[AIM OF THE TASK] Take the entries below and write them out exactly, with each picture removed.

============================================================

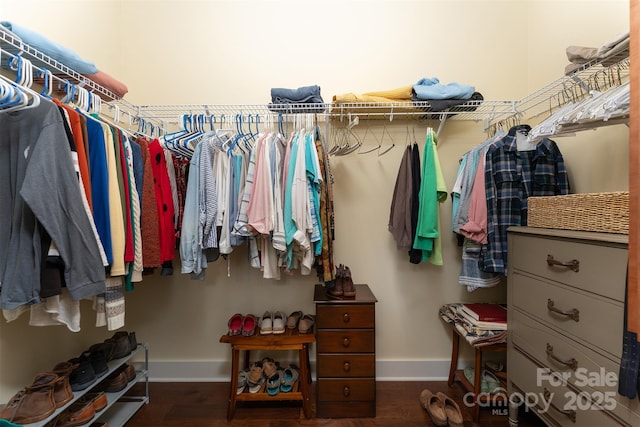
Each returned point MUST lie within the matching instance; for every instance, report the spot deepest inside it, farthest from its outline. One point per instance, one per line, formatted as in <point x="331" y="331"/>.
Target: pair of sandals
<point x="242" y="325"/>
<point x="279" y="380"/>
<point x="443" y="410"/>
<point x="272" y="323"/>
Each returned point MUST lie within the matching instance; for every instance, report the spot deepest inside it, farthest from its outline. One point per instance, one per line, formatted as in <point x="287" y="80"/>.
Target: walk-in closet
<point x="291" y="202"/>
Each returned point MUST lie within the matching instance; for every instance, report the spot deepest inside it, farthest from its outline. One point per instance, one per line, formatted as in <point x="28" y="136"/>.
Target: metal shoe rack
<point x="120" y="407"/>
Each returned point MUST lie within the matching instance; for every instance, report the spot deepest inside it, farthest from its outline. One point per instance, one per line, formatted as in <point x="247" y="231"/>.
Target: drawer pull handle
<point x="570" y="413"/>
<point x="571" y="363"/>
<point x="574" y="264"/>
<point x="574" y="313"/>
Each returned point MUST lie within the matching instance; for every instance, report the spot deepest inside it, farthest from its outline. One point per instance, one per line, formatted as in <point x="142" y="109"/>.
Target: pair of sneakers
<point x="272" y="323"/>
<point x="282" y="380"/>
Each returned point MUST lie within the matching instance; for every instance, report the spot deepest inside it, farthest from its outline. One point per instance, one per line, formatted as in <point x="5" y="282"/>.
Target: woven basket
<point x="603" y="212"/>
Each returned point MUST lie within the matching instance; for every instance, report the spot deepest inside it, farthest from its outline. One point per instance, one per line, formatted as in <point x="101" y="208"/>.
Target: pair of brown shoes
<point x="344" y="287"/>
<point x="442" y="409"/>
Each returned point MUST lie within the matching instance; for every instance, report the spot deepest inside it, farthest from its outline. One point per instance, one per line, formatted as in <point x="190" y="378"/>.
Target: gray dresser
<point x="565" y="299"/>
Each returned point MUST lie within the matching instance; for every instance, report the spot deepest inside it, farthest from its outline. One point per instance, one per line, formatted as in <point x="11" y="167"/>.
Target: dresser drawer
<point x="594" y="372"/>
<point x="554" y="402"/>
<point x="602" y="269"/>
<point x="345" y="316"/>
<point x="346" y="389"/>
<point x="345" y="341"/>
<point x="346" y="365"/>
<point x="599" y="320"/>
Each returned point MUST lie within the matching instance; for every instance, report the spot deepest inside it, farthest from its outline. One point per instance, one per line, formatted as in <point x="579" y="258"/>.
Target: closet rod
<point x="11" y="47"/>
<point x="575" y="86"/>
<point x="471" y="110"/>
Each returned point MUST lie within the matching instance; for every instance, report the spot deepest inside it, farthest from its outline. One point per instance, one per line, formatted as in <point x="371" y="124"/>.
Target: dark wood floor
<point x="205" y="405"/>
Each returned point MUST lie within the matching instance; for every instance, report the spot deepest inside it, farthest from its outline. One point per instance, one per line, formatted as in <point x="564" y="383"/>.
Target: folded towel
<point x="392" y="95"/>
<point x="302" y="95"/>
<point x="457" y="105"/>
<point x="428" y="89"/>
<point x="52" y="49"/>
<point x="108" y="82"/>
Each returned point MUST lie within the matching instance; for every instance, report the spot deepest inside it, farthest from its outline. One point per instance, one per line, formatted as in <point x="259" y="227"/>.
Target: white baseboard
<point x="218" y="371"/>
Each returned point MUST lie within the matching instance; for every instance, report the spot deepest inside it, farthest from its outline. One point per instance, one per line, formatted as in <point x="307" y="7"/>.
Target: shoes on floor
<point x="33" y="403"/>
<point x="77" y="414"/>
<point x="278" y="323"/>
<point x="266" y="323"/>
<point x="290" y="377"/>
<point x="249" y="325"/>
<point x="305" y="325"/>
<point x="454" y="415"/>
<point x="274" y="382"/>
<point x="269" y="367"/>
<point x="235" y="324"/>
<point x="434" y="407"/>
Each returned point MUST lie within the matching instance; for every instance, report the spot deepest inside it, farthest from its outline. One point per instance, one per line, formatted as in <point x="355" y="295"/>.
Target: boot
<point x="33" y="403"/>
<point x="337" y="290"/>
<point x="348" y="288"/>
<point x="62" y="392"/>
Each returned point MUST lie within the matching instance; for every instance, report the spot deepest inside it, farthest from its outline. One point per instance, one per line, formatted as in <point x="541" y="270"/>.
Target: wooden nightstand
<point x="346" y="354"/>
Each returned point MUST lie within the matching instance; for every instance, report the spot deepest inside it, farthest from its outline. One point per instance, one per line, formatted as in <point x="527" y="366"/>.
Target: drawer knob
<point x="570" y="413"/>
<point x="573" y="265"/>
<point x="571" y="363"/>
<point x="573" y="314"/>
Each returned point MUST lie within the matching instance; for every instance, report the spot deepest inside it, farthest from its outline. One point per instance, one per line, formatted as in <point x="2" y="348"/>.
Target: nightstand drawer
<point x="347" y="341"/>
<point x="346" y="390"/>
<point x="598" y="267"/>
<point x="346" y="365"/>
<point x="595" y="320"/>
<point x="345" y="316"/>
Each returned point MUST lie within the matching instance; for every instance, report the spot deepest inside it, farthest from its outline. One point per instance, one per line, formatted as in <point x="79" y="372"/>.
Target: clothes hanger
<point x="393" y="144"/>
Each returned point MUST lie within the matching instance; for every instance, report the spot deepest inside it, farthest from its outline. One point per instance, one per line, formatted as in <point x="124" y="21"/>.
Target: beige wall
<point x="231" y="52"/>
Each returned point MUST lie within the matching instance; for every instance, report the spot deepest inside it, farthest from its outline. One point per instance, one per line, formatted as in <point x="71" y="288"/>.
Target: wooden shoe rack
<point x="290" y="340"/>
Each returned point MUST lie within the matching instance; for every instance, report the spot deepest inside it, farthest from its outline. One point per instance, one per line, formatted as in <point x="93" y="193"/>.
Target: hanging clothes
<point x="270" y="193"/>
<point x="511" y="176"/>
<point x="400" y="213"/>
<point x="433" y="191"/>
<point x="42" y="193"/>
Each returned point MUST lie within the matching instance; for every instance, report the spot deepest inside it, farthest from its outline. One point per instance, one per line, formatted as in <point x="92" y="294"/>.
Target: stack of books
<point x="481" y="324"/>
<point x="488" y="316"/>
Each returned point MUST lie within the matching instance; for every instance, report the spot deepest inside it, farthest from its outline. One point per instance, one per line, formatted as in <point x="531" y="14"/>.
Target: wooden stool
<point x="290" y="340"/>
<point x="455" y="374"/>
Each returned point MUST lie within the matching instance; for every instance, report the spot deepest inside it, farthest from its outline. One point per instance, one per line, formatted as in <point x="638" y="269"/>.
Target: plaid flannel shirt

============================================================

[EXPECTED ANSWER]
Each returned point MUST lie within the matching instance; for every instance, report the spot deepest inside it, farthest from its outline. One point per instance, one per line, formatted as in <point x="331" y="331"/>.
Target: pair of sandals
<point x="242" y="325"/>
<point x="279" y="380"/>
<point x="443" y="410"/>
<point x="272" y="323"/>
Each returned point MUST lie within the matching instance; for every instance, report the spot deepest inside it, farthest from its outline. One point per instance, one per line, formatted as in <point x="287" y="80"/>.
Target: walk-in closet
<point x="291" y="202"/>
Each returned point MUST lie within the matching instance; for every instance, report the spot deepest inside it, farthest from its outline. One point per instance, one per line, formatted as in <point x="28" y="136"/>.
Target: metal shoe rack
<point x="120" y="407"/>
Each returned point MUST lie within the matching instance; for every instance, report the spot deepest inside it, farthest from its outline. One point per instance, one per line, formatted as in <point x="247" y="231"/>.
Target: drawer pull handle
<point x="570" y="413"/>
<point x="571" y="363"/>
<point x="574" y="264"/>
<point x="574" y="313"/>
Each returned point MUST lie within the matching instance; for every instance, report the spot deepest inside it, farthest from its outline. One point per instance, one per line, formatted as in <point x="142" y="109"/>.
Target: pair of sneakers
<point x="272" y="323"/>
<point x="282" y="380"/>
Each returned point MUST lie within the matching instance; for every instance, report the spot deepest inside it, farthest from its outline. One point per instance, one per line, formatted as in <point x="5" y="282"/>.
Target: woven basket
<point x="603" y="212"/>
Each returned point MUST lie within the matching instance; for every instance, report the spot deepest inside it, farthest from its outline. One point per instance, one per line, formatted as in <point x="101" y="208"/>.
Target: pair of brown shoes
<point x="344" y="287"/>
<point x="442" y="409"/>
Each returned point MUST lie within the matching instance; for every instance, report the spot deepest inside it, farthest from its outline. One point per instance, one per line, formatted as in <point x="190" y="378"/>.
Target: gray dresser
<point x="565" y="299"/>
Each returned point MUST lie within the matching instance; for every instance, report the spot deepest inside it, farthest from its outline. One point per instance, one per line, formatted as in <point x="11" y="167"/>.
Target: dresser drawer
<point x="594" y="372"/>
<point x="554" y="402"/>
<point x="602" y="269"/>
<point x="345" y="316"/>
<point x="346" y="389"/>
<point x="345" y="341"/>
<point x="346" y="365"/>
<point x="599" y="320"/>
Each returned point MUST lie within the matching instance; for every instance, report the spot deepest inside it, farthest from its outline. One point per instance, one per line, formatted as in <point x="579" y="258"/>.
Target: closet rod
<point x="11" y="47"/>
<point x="575" y="86"/>
<point x="471" y="110"/>
Each returned point MUST lie within the matching instance; for every instance, report the spot deepest inside it, farthest from its outline. One point per instance, one per line, formatted as in <point x="371" y="124"/>.
Target: dark wood floor
<point x="205" y="405"/>
Each returned point MUST lie within the matching instance; for every instance, report the spot deepest inside it, farthest from its outline. One point per instance, one per line, formatted as in <point x="564" y="383"/>.
Target: folded towel
<point x="392" y="95"/>
<point x="302" y="95"/>
<point x="457" y="105"/>
<point x="428" y="89"/>
<point x="52" y="49"/>
<point x="108" y="82"/>
Each returned point MUST lie within the matching instance; for every instance, report the spot deepest inside it, farthest from its outline. One point per instance, one per line, formatted as in <point x="259" y="227"/>.
Target: white baseboard
<point x="218" y="371"/>
Each returned point MUST lie within the matching instance; for every instance, report the spot deepest inside it, farthest from its outline. One point per instance, one per line, formatted as in <point x="307" y="7"/>.
Target: shoes on floor
<point x="33" y="403"/>
<point x="77" y="414"/>
<point x="278" y="323"/>
<point x="266" y="323"/>
<point x="290" y="377"/>
<point x="249" y="325"/>
<point x="305" y="325"/>
<point x="454" y="415"/>
<point x="274" y="382"/>
<point x="269" y="367"/>
<point x="235" y="324"/>
<point x="434" y="407"/>
Each returned point MUST lie within the matching instance; for every instance, report the spot deepest inside it, farthest from its outline. One point per instance, one per line, formatted as in <point x="355" y="295"/>.
Target: boot
<point x="33" y="403"/>
<point x="337" y="290"/>
<point x="348" y="288"/>
<point x="62" y="392"/>
Each returned point MUST lie within the matching instance; for every instance, report the spot deepest inside it, farthest from its outline. One point per instance, one per line, formatted as in <point x="541" y="270"/>.
Target: wooden nightstand
<point x="346" y="354"/>
Each returned point MUST lie within the matching instance; for every instance, report the spot deepest inside it, farthest from its outline. One point per instance, one per line, formatted as in <point x="527" y="366"/>.
Target: drawer knob
<point x="570" y="413"/>
<point x="573" y="265"/>
<point x="571" y="363"/>
<point x="573" y="314"/>
Each returned point MUST lie within the matching instance; for every instance, report the spot deepest inside it, farthest from its outline. One point per instance, one per line, formatted as in <point x="2" y="348"/>.
Target: nightstand drawer
<point x="347" y="341"/>
<point x="346" y="390"/>
<point x="598" y="267"/>
<point x="346" y="365"/>
<point x="595" y="320"/>
<point x="345" y="316"/>
Each returned point MUST lie within the matching instance; for every instance, report the spot deepest inside it, farthest from its outline. One point per instance, one per line, formatted as in <point x="79" y="372"/>.
Target: clothes hanger
<point x="393" y="144"/>
Each returned point MUST lie within the matching instance; for every instance, report the spot deepest inside it, farthest from its outline. One point per instance, one per line, formatted as in <point x="124" y="21"/>.
Target: beige wall
<point x="231" y="52"/>
Each returned point MUST lie within the matching instance; for every instance, report the spot deepest inside it, farthest from its outline. One point per instance, one per line, formatted as in <point x="71" y="288"/>.
Target: wooden shoe rack
<point x="290" y="340"/>
Each returned point MUST lie within the matching instance; for every instance, report the spot deepest inside it, farthest from its outline. One point per instance, one per line, formatted as in <point x="93" y="193"/>.
Target: hanging clothes
<point x="270" y="193"/>
<point x="511" y="176"/>
<point x="400" y="213"/>
<point x="433" y="191"/>
<point x="42" y="193"/>
Each returned point MUST lie within the matching instance; for every instance, report the spot deepest inside it, farthest from its outline. One point per instance, one per line, formatted as in <point x="92" y="294"/>.
Target: stack of books
<point x="481" y="324"/>
<point x="488" y="316"/>
Each returned point MUST lie within the matching instance; for every instance, report the spot deepest inside it, farthest from its outline. One point per instance, one per line, formatted as in <point x="531" y="14"/>.
Target: wooden stool
<point x="290" y="340"/>
<point x="455" y="374"/>
Each returned point MUST lie within the matching instance; for every instance, report the spot deepest inside it, farthest from its outline. One point per instance, one per line, formatted as in <point x="638" y="269"/>.
Target: plaid flannel shirt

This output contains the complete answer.